>> START Entries provided

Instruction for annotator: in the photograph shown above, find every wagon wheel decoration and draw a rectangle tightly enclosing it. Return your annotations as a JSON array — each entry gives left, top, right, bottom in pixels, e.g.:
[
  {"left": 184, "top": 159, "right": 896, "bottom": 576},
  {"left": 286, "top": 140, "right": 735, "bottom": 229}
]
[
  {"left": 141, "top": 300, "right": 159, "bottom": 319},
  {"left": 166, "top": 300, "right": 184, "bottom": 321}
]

>> END Entries provided

Convert the listing above into a JSON array of strings, one string per line, and omit any blank lines.

• [Exercise response]:
[
  "Instruction for annotator: in the photograph shown above, find every wagon wheel decoration and draw a rectangle tightly enclosing it. Return your annotations as a JSON array — each entry gives left, top, right, bottom in pixels, e.g.:",
  "[",
  "  {\"left\": 184, \"top\": 159, \"right\": 896, \"bottom\": 576},",
  "  {\"left\": 286, \"top\": 140, \"right\": 735, \"bottom\": 229}",
  "]",
  "[",
  "  {\"left\": 141, \"top\": 300, \"right\": 159, \"bottom\": 319},",
  "  {\"left\": 166, \"top\": 300, \"right\": 184, \"bottom\": 321}",
  "]"
]